:: Task goal ::
Copy the material verbatim, from its first line through the line containing "x=361, y=50", with both ends included.

:: Records for the task ::
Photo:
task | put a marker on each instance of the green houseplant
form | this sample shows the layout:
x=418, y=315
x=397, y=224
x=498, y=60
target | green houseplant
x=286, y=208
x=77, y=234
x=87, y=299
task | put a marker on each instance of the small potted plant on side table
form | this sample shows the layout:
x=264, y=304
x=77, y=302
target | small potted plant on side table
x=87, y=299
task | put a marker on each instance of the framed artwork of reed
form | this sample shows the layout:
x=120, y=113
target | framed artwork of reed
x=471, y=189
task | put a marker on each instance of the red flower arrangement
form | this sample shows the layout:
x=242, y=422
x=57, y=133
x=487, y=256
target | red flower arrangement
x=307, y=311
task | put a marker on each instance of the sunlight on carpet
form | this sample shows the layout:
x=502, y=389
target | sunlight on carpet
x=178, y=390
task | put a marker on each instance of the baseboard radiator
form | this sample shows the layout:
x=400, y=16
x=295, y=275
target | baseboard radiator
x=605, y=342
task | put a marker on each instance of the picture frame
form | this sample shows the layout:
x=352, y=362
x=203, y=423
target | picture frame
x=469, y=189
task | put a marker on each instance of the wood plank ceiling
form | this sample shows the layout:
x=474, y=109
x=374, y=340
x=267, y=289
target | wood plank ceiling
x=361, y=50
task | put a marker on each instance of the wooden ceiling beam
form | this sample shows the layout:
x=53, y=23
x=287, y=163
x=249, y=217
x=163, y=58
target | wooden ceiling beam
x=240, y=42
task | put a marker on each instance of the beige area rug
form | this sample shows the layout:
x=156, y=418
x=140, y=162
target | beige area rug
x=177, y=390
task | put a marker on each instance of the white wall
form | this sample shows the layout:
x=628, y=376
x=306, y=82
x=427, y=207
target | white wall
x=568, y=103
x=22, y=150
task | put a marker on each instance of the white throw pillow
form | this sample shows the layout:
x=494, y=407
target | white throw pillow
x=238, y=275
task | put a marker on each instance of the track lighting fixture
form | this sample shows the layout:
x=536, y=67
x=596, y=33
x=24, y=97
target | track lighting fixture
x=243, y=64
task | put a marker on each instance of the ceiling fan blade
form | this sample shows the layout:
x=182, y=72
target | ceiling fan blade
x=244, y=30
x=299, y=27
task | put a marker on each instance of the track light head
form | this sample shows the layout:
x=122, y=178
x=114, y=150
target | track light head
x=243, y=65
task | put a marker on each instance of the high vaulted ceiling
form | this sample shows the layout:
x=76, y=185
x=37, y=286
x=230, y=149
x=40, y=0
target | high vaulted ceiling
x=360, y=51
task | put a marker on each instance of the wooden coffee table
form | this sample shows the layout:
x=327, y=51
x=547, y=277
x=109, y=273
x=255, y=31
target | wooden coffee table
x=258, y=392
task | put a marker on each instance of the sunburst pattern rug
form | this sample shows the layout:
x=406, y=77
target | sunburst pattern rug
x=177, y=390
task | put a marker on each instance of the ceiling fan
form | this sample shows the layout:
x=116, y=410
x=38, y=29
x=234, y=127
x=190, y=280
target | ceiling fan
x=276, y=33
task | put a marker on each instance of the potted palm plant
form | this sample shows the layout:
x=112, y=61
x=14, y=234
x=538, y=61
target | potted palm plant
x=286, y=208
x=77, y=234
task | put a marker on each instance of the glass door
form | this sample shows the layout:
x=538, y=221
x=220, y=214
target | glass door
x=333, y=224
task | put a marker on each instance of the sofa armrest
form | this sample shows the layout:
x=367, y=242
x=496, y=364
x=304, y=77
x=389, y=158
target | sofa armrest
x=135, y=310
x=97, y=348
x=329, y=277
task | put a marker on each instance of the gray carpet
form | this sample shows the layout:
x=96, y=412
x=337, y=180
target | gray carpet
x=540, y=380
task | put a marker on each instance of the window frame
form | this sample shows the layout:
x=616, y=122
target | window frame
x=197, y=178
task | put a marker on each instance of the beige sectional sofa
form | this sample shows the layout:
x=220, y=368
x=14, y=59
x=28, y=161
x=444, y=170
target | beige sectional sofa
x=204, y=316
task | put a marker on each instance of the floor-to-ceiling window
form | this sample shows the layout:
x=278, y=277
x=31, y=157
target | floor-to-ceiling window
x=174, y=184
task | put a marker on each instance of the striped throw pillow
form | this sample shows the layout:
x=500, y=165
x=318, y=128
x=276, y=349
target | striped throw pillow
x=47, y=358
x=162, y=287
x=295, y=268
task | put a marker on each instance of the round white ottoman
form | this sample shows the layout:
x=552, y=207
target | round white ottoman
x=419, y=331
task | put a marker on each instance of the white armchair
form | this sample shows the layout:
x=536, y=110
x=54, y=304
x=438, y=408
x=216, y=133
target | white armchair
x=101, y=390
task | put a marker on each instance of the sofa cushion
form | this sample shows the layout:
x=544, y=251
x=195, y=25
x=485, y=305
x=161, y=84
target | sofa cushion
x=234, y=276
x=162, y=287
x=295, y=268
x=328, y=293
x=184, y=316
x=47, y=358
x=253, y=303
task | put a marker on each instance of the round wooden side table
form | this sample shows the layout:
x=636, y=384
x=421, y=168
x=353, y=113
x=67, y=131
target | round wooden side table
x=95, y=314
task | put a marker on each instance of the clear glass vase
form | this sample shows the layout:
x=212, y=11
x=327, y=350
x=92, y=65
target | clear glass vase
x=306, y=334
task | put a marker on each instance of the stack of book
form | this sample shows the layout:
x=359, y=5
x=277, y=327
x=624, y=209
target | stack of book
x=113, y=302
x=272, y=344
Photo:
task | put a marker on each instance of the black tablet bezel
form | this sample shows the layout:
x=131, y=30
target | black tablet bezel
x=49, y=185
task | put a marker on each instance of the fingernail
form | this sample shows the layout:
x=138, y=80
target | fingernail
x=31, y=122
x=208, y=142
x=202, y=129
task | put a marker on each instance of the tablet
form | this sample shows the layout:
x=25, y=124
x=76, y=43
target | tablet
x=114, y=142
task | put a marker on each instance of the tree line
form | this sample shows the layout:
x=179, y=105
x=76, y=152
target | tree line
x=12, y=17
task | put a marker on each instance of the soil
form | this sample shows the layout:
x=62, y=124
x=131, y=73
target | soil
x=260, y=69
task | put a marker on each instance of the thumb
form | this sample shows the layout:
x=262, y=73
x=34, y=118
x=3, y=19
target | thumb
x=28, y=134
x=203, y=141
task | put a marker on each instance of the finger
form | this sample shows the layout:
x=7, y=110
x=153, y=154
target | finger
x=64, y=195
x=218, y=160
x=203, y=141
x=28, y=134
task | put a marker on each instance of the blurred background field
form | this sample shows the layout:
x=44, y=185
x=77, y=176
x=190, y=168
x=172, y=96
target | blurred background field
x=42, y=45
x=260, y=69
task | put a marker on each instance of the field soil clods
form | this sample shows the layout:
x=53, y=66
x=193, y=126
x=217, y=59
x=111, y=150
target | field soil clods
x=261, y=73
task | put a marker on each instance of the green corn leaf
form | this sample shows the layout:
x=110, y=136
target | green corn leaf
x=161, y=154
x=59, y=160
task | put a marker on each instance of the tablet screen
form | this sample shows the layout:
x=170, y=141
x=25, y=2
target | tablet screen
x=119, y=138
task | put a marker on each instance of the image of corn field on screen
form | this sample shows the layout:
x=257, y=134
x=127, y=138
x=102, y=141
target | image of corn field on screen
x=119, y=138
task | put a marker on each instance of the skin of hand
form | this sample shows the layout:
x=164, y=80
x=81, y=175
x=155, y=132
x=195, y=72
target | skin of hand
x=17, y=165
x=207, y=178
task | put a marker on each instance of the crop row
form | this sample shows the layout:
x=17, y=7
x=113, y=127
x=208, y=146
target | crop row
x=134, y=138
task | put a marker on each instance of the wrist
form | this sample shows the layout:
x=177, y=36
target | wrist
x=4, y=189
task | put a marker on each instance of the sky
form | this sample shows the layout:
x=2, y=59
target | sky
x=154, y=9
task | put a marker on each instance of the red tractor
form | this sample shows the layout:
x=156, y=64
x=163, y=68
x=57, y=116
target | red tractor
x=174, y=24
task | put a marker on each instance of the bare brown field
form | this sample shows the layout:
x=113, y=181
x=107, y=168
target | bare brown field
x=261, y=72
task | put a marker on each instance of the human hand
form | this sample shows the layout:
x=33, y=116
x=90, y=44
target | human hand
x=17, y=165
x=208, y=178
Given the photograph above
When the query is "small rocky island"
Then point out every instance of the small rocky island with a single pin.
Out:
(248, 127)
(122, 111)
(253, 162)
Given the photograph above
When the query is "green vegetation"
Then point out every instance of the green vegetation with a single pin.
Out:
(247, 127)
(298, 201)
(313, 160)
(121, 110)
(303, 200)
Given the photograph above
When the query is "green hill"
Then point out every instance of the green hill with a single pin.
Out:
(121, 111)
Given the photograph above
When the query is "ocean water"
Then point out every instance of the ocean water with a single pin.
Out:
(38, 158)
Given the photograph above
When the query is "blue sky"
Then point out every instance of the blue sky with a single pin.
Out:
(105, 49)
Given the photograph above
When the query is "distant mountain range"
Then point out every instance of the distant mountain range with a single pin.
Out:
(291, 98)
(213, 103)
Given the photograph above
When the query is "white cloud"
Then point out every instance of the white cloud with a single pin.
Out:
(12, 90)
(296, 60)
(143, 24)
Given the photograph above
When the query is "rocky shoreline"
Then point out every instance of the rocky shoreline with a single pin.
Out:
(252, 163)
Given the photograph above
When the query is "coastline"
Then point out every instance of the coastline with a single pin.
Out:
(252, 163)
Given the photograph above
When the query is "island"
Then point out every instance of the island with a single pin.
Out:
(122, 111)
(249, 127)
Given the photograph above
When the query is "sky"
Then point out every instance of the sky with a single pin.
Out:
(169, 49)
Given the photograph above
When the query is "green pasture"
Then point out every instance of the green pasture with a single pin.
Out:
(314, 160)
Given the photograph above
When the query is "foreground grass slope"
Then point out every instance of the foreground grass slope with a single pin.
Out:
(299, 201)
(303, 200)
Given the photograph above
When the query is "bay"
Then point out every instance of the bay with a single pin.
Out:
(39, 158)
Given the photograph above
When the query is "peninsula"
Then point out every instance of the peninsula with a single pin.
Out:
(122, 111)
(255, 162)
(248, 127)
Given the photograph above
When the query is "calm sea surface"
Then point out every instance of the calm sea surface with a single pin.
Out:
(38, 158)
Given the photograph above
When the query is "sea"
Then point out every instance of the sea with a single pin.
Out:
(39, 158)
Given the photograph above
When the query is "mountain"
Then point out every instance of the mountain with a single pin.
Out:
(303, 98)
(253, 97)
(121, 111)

:: Written response ::
Photo:
task | put a marker on each instance of the green houseplant
form | this sample shows the layout:
x=418, y=315
x=397, y=224
x=498, y=60
target | green houseplant
x=286, y=208
x=77, y=234
x=87, y=299
task | put a marker on each instance of the small potted plant on side table
form | this sample shows the layout:
x=264, y=304
x=77, y=302
target | small potted plant on side table
x=87, y=299
task | put a marker on each instance of the framed artwork of reed
form | this sample shows the layout:
x=120, y=113
target | framed artwork of reed
x=471, y=189
task | put a marker on each instance of the red flower arrangement
form | this sample shows the layout:
x=242, y=422
x=57, y=133
x=487, y=256
target | red flower arrangement
x=307, y=311
task | put a marker on each instance of the sunlight on carpet
form | this sample shows the layout:
x=502, y=389
target | sunlight on carpet
x=178, y=390
task | put a marker on each instance of the baseboard radiator
form | this sample shows the layout:
x=400, y=16
x=295, y=275
target | baseboard radiator
x=605, y=342
task | put a marker on each instance of the picture frame
form | this sample shows the layout:
x=352, y=362
x=203, y=423
target | picture frame
x=469, y=189
task | put a marker on each instance of the wood plank ceiling
form | this sample shows the layout:
x=474, y=109
x=374, y=340
x=267, y=289
target | wood plank ceiling
x=361, y=50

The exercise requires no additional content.